◆ Records:
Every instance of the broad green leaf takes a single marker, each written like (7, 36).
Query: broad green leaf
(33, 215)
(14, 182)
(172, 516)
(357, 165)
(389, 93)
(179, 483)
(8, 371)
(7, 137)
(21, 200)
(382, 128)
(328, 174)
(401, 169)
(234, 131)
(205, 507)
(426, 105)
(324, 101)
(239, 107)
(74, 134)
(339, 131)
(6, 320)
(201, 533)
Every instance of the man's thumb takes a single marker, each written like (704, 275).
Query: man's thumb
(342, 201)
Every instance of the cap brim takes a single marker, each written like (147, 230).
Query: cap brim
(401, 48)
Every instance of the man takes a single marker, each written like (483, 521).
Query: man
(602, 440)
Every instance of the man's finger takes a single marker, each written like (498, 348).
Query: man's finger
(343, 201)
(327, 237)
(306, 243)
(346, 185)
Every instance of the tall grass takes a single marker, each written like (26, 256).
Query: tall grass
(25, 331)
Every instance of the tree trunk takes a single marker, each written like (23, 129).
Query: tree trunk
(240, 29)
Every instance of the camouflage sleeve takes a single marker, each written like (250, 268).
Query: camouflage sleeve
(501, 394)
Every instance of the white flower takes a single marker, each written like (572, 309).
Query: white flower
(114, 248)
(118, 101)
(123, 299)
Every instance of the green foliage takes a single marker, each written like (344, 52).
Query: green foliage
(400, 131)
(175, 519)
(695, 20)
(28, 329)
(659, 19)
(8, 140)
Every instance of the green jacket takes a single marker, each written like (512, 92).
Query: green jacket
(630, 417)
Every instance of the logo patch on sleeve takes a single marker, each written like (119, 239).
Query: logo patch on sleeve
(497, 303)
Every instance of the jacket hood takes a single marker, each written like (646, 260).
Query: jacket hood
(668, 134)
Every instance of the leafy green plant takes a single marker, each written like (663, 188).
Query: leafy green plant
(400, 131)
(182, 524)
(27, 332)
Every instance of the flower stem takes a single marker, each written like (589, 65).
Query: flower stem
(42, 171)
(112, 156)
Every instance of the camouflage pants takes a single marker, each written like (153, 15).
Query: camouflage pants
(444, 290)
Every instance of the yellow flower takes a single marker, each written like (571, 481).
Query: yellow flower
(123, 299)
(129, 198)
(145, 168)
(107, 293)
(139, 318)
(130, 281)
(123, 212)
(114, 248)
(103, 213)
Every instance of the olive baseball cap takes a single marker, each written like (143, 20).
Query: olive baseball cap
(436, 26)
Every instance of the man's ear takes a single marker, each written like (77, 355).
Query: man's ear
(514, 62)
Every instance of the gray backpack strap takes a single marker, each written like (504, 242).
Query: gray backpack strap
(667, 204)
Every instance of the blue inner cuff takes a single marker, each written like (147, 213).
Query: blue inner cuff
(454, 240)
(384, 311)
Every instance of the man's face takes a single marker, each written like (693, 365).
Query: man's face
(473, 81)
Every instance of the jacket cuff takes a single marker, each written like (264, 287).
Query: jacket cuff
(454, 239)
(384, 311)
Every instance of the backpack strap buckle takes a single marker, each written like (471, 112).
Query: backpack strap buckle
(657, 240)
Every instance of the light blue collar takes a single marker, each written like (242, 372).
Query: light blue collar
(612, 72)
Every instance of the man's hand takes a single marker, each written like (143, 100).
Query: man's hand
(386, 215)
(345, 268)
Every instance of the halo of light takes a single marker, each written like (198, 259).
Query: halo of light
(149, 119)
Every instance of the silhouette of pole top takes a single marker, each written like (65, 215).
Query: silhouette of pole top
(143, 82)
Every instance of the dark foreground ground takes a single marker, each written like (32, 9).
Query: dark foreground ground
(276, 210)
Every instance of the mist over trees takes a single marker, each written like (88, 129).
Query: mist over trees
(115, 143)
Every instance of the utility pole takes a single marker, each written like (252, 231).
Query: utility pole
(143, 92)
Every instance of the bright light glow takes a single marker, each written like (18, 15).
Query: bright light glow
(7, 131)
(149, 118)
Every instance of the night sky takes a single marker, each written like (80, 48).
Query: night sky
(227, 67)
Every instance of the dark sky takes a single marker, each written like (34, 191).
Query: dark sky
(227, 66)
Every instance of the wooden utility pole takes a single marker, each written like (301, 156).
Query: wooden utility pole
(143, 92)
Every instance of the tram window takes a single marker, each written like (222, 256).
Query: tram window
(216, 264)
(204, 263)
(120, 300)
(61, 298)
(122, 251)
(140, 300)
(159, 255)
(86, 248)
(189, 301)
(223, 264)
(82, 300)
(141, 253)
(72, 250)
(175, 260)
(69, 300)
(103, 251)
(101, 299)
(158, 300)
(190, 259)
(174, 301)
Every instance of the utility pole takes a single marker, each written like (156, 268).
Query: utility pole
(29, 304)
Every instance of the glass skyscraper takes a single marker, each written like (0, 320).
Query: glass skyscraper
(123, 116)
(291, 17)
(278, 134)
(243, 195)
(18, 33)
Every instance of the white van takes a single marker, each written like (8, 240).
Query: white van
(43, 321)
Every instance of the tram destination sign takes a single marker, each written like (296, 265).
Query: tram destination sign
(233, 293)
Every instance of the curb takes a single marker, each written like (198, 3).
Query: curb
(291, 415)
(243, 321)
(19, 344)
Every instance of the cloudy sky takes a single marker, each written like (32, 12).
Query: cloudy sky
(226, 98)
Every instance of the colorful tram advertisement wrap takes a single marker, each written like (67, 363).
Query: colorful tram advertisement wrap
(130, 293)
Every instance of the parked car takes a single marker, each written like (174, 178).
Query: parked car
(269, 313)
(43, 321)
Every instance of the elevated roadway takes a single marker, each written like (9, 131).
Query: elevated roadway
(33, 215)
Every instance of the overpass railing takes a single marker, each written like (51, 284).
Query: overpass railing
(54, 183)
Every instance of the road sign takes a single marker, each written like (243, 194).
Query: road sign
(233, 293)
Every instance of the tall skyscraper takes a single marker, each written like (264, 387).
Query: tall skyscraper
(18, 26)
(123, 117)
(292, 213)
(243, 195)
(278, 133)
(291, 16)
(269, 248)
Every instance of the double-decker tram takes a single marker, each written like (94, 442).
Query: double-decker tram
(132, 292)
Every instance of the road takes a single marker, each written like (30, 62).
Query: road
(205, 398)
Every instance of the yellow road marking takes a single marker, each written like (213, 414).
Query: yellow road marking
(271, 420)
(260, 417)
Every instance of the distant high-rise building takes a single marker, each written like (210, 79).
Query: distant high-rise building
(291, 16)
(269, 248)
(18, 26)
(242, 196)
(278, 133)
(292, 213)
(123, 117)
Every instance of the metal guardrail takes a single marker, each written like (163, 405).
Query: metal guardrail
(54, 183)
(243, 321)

◆ Aim of the task:
Copy out every one of the entries above word for word, keeping each line and its order unchanged.

◆ Answer:
Every instance of the broad green leaf takes a single marker, each written like (7, 36).
Query: broad green leaf
(33, 215)
(14, 182)
(172, 516)
(357, 165)
(389, 93)
(179, 483)
(8, 371)
(7, 137)
(21, 200)
(382, 128)
(328, 174)
(401, 169)
(234, 131)
(205, 507)
(426, 105)
(324, 101)
(239, 107)
(74, 134)
(339, 131)
(6, 320)
(201, 533)
Every instance of the man's thumb takes a single marker, each written like (704, 275).
Query: man's thumb
(342, 201)
Every instance of the cap brim takes a single marker, each written like (147, 230).
Query: cap brim
(401, 48)
Every instance of the man takes a single marker, each written like (483, 521).
Query: man
(602, 440)
Every instance of the man's finger takes a single marker, each written like (498, 348).
Query: man's finger
(343, 201)
(327, 237)
(306, 243)
(346, 185)
Every instance of the tall grass takes a single marker, each written like (26, 256).
Query: tall grass
(25, 331)
Every instance of the tree trunk takes a single marker, each written like (23, 129).
Query: tree trunk
(240, 29)
Every instance of the camouflage sleeve takes a single marker, each written like (250, 268).
Query: camouflage sleeve
(501, 394)
Every instance of the white flower takes a single marker, each written like (572, 309).
Query: white flower
(114, 248)
(118, 101)
(123, 299)
Every instance of the green foliage takes a single marker, each written like (344, 52).
Query: green foliage
(400, 131)
(175, 519)
(695, 20)
(28, 329)
(659, 19)
(8, 140)
Every instance of the green jacket takes a single marker, each written like (512, 92).
Query: green jacket
(630, 417)
Every instance of the logo patch on sleeve takes a single marker, each written like (119, 239).
Query: logo patch on sleeve
(497, 303)
Every instance of the jacket hood takes a single marker, each written like (646, 260).
Query: jacket hood
(668, 134)
Every instance of the leafy green plant takes a single marker, each written like (663, 188).
Query: leafy green plant
(400, 131)
(182, 524)
(27, 332)
Every instance of the flower stem takes a single marker, each written like (589, 65).
Query: flower stem
(42, 171)
(112, 156)
Every instance of the camouflage pants takes a single marker, each written like (153, 15).
Query: camouflage pants
(444, 290)
Every instance of the yellow flower takes a single marker, each written like (571, 481).
Query: yellow flower
(123, 299)
(129, 198)
(145, 168)
(107, 293)
(139, 318)
(130, 281)
(123, 212)
(114, 248)
(103, 213)
Every instance of the olive baseball cap takes a single marker, each written like (143, 20).
Query: olive baseball cap
(436, 26)
Every instance of the man's ear takes a single marker, each written like (77, 355).
Query: man's ear
(514, 62)
Every instance of the gray backpack strap takes a single marker, each written like (504, 242).
Query: gray backpack strap
(667, 204)
Every instance of the blue inner cuff takes a single marker, each written like (147, 213).
Query: blue inner cuff
(454, 240)
(384, 311)
Every instance of the man's face takes a single marker, each written like (693, 365).
Query: man's face
(473, 81)
Every instance of the jacket cuff takes a single marker, each written like (264, 287).
Query: jacket cuff
(454, 239)
(384, 311)
Every instance of the backpack strap buckle takes a single marker, each written like (471, 112).
Query: backpack strap buckle
(657, 240)
Every instance of the light blue collar takes a single marker, each written like (242, 372).
Query: light blue collar
(612, 72)
Every instance of the man's hand takes a single marker, each written like (143, 100).
Query: man's hand
(386, 215)
(345, 268)
Every instance of the halo of light takes a single marker, each written like (198, 259).
Query: halo of light
(149, 119)
Every instance of the silhouette of pole top takes a single marker, each written like (65, 215).
Query: silhouette of pole top
(143, 82)
Every instance of the dark foreground ground takes a single marker, each written like (32, 9).
Query: dark foreground ground
(276, 210)
Every instance of the mist over trees takes a single marker, each written like (88, 129).
Query: mist over trees
(115, 143)
Every instance of the utility pole takes a single marker, each written like (252, 231).
Query: utility pole
(143, 92)
Every instance of the bright light glow takes a single marker, each written like (18, 15).
Query: bright light glow
(7, 131)
(149, 118)
Every instance of the night sky takes a single marker, each written like (80, 48).
Query: night sky
(227, 67)
Every instance of the dark sky takes a single marker, each written like (34, 191).
Query: dark sky
(227, 66)
Every instance of the wooden utility pole takes a single marker, each written like (301, 156).
Query: wooden utility pole
(143, 92)
Every instance of the tram window takes a single marker, each written like (222, 256).
Query: tram window
(216, 264)
(204, 263)
(120, 300)
(61, 298)
(122, 251)
(140, 300)
(159, 255)
(86, 248)
(189, 301)
(223, 264)
(82, 300)
(141, 253)
(72, 250)
(175, 260)
(69, 300)
(103, 251)
(101, 299)
(158, 300)
(190, 259)
(174, 301)
Every instance of the utility pole takes a single marker, each written like (156, 268).
Query: utility pole
(29, 304)
Every instance of the glass skyscraper takes a single marker, each written like (0, 320).
Query: glass skyscraper
(123, 116)
(291, 17)
(278, 134)
(243, 195)
(18, 33)
Every instance of the white van takes a single marker, each written like (8, 240).
Query: white van
(43, 321)
Every instance of the tram destination sign takes a single marker, each written like (296, 265).
Query: tram destination sign
(233, 293)
Every instance of the curb takes a single marker, each written like (198, 3).
Query: curb
(291, 415)
(243, 321)
(19, 344)
Every instance of the cloudy sky takes a single marker, each written like (32, 12).
Query: cloudy sky
(226, 98)
Every instance of the colorful tram advertisement wrap takes a single marker, each written like (67, 363).
Query: colorful tram advertisement wrap
(130, 293)
Every instance of the parked car takes a single marker, each written like (174, 178).
Query: parked car
(269, 313)
(43, 321)
Every instance of the elevated roadway takes a single marker, each written like (9, 131).
Query: elevated roadway
(33, 215)
Every instance of the overpass railing takes a single marker, each written like (51, 284).
Query: overpass railing
(54, 183)
Every instance of the road sign takes a single marker, each written like (243, 194).
Query: road sign
(233, 293)
Every instance of the tall skyscraper takes a single marker, each written like (264, 387).
Query: tall skyscraper
(18, 26)
(123, 117)
(292, 213)
(243, 195)
(278, 133)
(291, 16)
(269, 248)
Every instance of the double-decker tram takes a single marker, each written like (94, 442).
Query: double-decker tram
(132, 292)
Every instance of the road takes a single marker, each written like (30, 62).
Query: road
(205, 398)
Every instance of the yellow road marking takes a single marker, each written like (213, 414).
Query: yellow road marking
(271, 420)
(260, 417)
Every instance of the distant high-rise building takes a single marker, each written like (210, 79).
Query: distant high-rise building
(291, 16)
(269, 248)
(18, 26)
(242, 196)
(278, 133)
(292, 213)
(123, 117)
Every instance of the metal guardrail takes a single marker, each written like (163, 405).
Query: metal guardrail
(54, 183)
(243, 321)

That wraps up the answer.